Mashaba and McKenzie seem harmless, but their anti-politics has more in common with the delusions of free-marketeers and ideologically lost bandits who make things up as they go along, as long as everyone follows their dictum of ‘don’t think, just do’, and historically and empirically vacuous claims of totally free markets.

When you close your eyes and shut down all senses other than hearing, politicians all sound the same — at least they do when they present themselves as saviours and saints… Here is a pop quiz. Without doing an online search, who said this?

“The reality is that the vast majority of those that were marginalised in the past, remain condemned to a life without dignity, and [no] opportunity for upward mobility… Imagine a South African nation where race, gender, sexuality or any other demographic factors are no longer an indication of the barriers people are likely to face in life. A nation where all citizens live in dignity, with equal opportunities for upward mobility.”

Collected data entries:
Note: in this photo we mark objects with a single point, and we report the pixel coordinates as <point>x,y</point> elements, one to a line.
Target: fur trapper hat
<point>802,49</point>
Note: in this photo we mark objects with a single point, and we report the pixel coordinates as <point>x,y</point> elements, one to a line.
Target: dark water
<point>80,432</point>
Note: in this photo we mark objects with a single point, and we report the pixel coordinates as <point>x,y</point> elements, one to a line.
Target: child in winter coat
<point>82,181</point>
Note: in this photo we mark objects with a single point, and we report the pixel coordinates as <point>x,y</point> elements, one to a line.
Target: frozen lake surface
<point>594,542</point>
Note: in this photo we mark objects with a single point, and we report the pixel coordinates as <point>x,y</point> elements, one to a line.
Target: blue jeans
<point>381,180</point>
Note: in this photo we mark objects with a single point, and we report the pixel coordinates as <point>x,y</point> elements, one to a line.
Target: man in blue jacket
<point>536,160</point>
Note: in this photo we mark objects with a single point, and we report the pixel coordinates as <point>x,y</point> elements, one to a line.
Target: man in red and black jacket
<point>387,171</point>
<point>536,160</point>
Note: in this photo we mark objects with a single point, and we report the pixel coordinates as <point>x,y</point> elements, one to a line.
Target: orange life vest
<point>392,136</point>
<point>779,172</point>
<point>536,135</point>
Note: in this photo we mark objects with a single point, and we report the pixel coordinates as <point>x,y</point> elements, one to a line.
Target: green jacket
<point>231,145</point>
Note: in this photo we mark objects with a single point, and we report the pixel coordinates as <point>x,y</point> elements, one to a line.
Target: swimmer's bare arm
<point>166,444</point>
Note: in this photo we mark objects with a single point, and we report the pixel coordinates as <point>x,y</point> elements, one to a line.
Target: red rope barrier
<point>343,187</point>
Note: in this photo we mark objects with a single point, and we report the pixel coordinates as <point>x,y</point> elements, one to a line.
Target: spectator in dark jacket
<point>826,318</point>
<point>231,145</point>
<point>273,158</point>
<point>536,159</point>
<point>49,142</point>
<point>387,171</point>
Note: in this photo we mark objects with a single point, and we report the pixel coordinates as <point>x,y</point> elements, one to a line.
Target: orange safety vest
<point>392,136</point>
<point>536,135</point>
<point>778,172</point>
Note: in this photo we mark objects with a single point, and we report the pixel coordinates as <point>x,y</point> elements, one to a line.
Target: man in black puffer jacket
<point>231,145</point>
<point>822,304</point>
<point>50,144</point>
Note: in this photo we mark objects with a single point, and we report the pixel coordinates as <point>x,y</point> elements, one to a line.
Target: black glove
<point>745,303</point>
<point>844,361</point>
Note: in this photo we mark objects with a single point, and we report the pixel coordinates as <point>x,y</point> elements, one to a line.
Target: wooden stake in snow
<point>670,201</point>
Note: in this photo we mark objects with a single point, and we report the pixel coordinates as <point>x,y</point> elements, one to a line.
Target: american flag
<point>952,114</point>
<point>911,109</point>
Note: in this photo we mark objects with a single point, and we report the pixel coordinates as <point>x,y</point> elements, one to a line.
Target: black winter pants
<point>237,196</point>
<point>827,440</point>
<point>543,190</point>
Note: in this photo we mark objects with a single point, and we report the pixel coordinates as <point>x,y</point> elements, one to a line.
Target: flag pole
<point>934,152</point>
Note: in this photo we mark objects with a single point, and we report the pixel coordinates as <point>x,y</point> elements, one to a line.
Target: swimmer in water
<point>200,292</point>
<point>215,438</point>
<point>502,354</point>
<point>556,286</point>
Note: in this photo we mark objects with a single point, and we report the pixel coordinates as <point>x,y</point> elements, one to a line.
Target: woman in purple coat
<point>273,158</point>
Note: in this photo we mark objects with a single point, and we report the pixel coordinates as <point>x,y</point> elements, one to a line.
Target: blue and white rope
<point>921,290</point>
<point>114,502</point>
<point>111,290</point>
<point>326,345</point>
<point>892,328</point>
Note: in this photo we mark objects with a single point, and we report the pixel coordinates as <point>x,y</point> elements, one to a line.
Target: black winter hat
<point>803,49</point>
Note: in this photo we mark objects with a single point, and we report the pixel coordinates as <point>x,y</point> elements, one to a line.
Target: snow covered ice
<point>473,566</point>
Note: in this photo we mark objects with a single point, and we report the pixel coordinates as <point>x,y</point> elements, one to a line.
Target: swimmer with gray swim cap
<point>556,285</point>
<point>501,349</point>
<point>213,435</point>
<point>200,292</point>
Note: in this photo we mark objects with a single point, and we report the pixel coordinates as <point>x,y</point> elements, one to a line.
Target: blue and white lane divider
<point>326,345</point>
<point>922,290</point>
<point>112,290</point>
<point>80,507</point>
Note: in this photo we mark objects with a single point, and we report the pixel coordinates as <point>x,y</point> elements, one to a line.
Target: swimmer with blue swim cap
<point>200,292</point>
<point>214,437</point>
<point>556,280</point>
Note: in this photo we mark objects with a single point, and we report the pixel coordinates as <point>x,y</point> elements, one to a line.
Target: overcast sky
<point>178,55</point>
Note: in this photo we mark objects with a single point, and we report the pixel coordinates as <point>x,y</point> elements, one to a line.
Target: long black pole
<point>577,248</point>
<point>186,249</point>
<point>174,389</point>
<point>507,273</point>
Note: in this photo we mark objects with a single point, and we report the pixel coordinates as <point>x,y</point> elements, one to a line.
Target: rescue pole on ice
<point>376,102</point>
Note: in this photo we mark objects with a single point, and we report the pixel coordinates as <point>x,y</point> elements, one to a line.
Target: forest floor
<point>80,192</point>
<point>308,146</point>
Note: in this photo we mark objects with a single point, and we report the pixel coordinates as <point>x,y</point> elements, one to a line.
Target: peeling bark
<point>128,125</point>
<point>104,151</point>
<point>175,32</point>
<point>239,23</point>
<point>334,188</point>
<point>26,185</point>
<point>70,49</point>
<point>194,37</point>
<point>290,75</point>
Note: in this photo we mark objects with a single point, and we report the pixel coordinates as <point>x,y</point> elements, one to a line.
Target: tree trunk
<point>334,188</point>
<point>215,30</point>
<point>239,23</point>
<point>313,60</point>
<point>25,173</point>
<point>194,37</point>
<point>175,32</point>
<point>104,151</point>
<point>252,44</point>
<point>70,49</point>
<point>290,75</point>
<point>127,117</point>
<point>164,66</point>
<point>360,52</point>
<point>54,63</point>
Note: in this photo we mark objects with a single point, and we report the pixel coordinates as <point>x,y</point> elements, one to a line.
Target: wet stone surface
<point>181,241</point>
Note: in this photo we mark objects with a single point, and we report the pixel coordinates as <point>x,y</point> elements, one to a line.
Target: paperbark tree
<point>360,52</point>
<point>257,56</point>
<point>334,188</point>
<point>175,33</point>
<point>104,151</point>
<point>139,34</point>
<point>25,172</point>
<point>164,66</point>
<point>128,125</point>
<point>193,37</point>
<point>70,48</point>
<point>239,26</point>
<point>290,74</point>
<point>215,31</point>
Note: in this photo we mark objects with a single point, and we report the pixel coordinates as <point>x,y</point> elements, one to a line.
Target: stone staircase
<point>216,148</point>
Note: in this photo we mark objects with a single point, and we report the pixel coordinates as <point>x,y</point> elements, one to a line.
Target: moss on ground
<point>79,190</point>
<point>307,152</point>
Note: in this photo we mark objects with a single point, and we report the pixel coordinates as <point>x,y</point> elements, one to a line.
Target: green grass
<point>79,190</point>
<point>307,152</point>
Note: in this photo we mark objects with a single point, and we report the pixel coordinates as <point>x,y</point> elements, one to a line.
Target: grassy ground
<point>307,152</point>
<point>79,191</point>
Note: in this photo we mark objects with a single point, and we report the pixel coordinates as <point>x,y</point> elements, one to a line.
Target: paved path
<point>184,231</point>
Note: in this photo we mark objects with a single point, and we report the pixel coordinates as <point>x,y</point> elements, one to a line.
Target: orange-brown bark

● **YOUR GOAL**
Take the opinion piece on Mashaba and McKenzie further, picking up right after the quoted passage that ends it. The listing isn't needed here.

● **IN RESPONSE**
If you have read this far without using an online search engine, that statement could be anyone from Oliver Tambo to… well, it actually was said by Herman Mashaba. The point here is that as public intellectuals and social commentators, we have an obligation to strip away public statements and reveal the ways in which we prepare a face to meet the faces that we meet, with apologies to Mr Eliot.  

In preparing the faces to meet the faces that they meet, the politician and technocrat, the business person and the objective writer and economist, would imagine, all of them, that they are simply practical, pragmatic and even realist. Mr Keynes reminded us, however, that “Practical men, who believe themselves to be quite exempt from any intellectual influences, are usually slaves of some defunct economist.” 

Pragmatism denuded of ideology

Here we are, then, with Herman Mashaba and Gayton McKenzie, who has said of Mashaba: “He’s a great businessperson and he’s a greater person in real life. I have got a lot of respect for Herman Mashaba.”

Ever the practical, McKenzie trades on some of his immediate material gains, and we should probably not traduce their local value and impact. He also says the right things.

“Politics,” McKenzie said, “must be about the needs of the people, and not slogans.” It’s really difficult not to agree with that. Consider McKenzie’s anti-politics: “…politicians in this area have set the bar so low that any basic services people receive is seen as going above and beyond.”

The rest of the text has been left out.